Problem:
Repeat the whole listing exactly as written.

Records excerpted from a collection
----
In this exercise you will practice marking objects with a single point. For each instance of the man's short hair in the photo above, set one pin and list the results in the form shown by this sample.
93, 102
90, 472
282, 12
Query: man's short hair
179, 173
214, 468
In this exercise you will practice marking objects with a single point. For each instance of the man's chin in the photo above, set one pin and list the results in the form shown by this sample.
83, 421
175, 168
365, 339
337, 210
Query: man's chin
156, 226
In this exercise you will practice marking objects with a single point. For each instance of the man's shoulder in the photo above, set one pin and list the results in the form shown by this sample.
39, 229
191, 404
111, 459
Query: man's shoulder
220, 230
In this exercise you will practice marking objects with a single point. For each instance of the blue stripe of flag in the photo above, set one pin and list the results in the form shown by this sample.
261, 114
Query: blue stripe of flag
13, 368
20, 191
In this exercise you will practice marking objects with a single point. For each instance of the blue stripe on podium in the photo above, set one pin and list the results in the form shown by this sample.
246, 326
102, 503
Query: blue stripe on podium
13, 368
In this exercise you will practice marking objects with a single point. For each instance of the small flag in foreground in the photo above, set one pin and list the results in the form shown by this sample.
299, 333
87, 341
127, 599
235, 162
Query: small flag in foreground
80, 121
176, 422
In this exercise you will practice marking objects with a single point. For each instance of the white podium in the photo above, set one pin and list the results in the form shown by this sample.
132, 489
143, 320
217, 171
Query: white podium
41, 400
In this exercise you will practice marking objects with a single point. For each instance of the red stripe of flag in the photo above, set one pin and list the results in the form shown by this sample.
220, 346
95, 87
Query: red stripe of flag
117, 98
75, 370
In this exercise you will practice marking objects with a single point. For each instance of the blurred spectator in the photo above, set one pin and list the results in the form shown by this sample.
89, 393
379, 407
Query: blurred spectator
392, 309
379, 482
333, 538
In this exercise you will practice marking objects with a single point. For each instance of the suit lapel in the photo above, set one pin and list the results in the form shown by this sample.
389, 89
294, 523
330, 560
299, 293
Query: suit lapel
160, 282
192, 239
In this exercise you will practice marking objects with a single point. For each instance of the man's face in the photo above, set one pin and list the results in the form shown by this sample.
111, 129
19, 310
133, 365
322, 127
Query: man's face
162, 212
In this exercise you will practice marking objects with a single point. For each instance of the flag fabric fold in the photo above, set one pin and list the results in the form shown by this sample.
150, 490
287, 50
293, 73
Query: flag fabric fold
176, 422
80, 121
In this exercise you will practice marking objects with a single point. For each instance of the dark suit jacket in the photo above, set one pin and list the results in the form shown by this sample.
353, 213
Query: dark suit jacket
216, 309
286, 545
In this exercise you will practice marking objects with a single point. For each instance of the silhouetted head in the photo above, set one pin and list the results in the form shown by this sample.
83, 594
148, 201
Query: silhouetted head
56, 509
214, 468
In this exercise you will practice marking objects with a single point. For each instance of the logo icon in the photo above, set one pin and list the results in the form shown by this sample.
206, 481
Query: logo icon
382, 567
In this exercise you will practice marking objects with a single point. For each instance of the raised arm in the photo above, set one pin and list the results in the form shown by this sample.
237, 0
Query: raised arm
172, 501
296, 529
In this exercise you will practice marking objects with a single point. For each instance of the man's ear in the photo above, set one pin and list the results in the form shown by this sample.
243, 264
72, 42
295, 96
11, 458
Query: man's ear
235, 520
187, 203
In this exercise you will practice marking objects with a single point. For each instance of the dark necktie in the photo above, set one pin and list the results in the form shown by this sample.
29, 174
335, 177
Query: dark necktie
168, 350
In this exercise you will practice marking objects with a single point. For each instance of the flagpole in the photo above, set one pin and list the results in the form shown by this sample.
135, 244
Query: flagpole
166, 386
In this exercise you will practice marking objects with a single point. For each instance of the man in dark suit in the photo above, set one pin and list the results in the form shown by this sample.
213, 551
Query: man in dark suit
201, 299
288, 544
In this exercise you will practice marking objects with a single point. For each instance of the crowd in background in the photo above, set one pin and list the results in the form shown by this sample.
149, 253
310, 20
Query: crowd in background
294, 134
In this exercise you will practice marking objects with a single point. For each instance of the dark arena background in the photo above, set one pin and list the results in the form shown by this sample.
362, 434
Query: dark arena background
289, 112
----
Answer for this exercise:
In this exercise you will practice marking objects with a single point. For each instance of the man's short hair in the photo above, set one pin and list the results in the form shown by this sample.
93, 102
90, 472
282, 12
Query: man's short hair
179, 173
214, 468
In this exercise you will practice marking objects with a single point. For each instance of the man's chin in the photo above, set one pin and list the results in the form shown by this sample.
83, 421
175, 168
365, 339
337, 210
Query: man's chin
156, 226
In this exercise you will practice marking objects with a single point. For each instance of the man's shoulder in the photo above, set one pin and list the results in the form shown by this sample.
39, 229
191, 404
111, 459
Query: man's shoulder
220, 230
In this exercise you will practice marking objects with a single point. For each instance of the blue stripe of flag in the photo above, set one pin and list the results in the form shown by this sample.
261, 114
Query: blue stripe of flag
13, 368
20, 191
In this exercise you will practice marking objects with a single point. For each instance of the blue stripe on podium in the photo above, set one pin and list the results in the form shown by this sample.
246, 326
102, 503
Query: blue stripe on podium
13, 368
In this exercise you will practice marking objects with a single point. For each instance of the small flag in foreground in the photo above, set one pin and list the results in the form shown by this sample.
299, 333
87, 341
127, 599
235, 162
Query: small flag in foreground
80, 121
176, 422
In this exercise you will practice marking objects with a single point. For each instance of the white podium in the photo above, set one pin and list the results in the form shown by this sample.
132, 489
143, 320
217, 171
Query: white podium
41, 400
In this exercise you will practice marking objects with a single point. For each instance of the red stripe of flag in the photo above, set one pin and list the results in the form shown by this sample.
220, 346
95, 87
Query: red stripe of flag
117, 98
75, 370
In this exercise you will practice marking objects with a single point. For each instance of the blurred spectator in the photo above, set one pin and list the results in the form shown by this sample.
89, 393
379, 407
Query: blurred spectator
392, 309
379, 482
333, 538
In this exercise you will practice marking objects with a single point. For each instance of the suit lapel in the photo above, set one pin and list the results in the form shown by this sample.
389, 89
294, 523
330, 560
299, 293
Query: suit lapel
160, 282
192, 239
In this exercise you will practice marking objects with a single point. For each instance of the man's face in the photo above, set one pin and list the results in the form shown by this sample.
111, 129
19, 310
133, 365
322, 127
Query: man's face
162, 212
In this exercise you will practice marking objects with a single point. For each instance of the flag fabric fold in the photo above, set one pin and list the results in the form shown by this sample.
150, 490
287, 50
293, 73
Query: flag fabric fold
176, 422
80, 121
In this exercise you will practice marking objects with a single point. For each instance of the dark suit jacket in the photo above, set one pin and list the results in the form shown by this sample.
353, 213
Query: dark suit jacket
216, 309
286, 545
In this exercise you will practice marking objects with a single point. For each instance of the silhouetted head in the photo above, set one pin and list the results in the form shown by this sample.
83, 594
148, 201
Query: silhouetted head
56, 509
214, 468
In this exercise you will practice marking objects with a single point. For each instance of the logo icon in the photo above, set one pin and list the results in the form shown by this sample.
206, 481
Query: logo icon
382, 567
In this exercise you will practice marking objects with a single point. For each instance of the raised arm in the photo above, set one pin and list the results in the form shown by this sample.
237, 0
Query: raised arm
172, 501
296, 529
In this exercise you will practice marking objects with a single point. For each instance of the man's ear in the photo above, set one pin and list the results in the form shown by this sample.
243, 264
72, 42
295, 96
11, 458
Query: man's ear
235, 520
187, 203
In this exercise you will practice marking objects with a single point. For each instance of the dark necktie in the photo above, set one pin and list the results in the form shown by this sample.
29, 174
335, 177
Query: dark necktie
168, 350
In this exercise you will practice marking objects with a single point. For each instance of the flagpole in the photo above, set one pin and list the results in the form shown by this sample.
135, 244
Query: flagpole
166, 386
In this exercise you will practice marking objects with a single point. For each instance of the man in dark suit in the photo above, set one pin and list the results in the form shown by this sample.
213, 551
Query: man in dark suit
201, 299
288, 544
In this exercise you will practice marking objects with a single point. For each instance of the crowd in background in the photo above, set one pin and list the results in the form shown by this sample.
149, 253
310, 20
Query: crowd in background
294, 134
In this exercise you will practice marking objects with a single point. For each instance of the dark arena background in the photo above, set one pin and list the results in the form shown by this sample.
362, 434
Query: dark arena background
289, 112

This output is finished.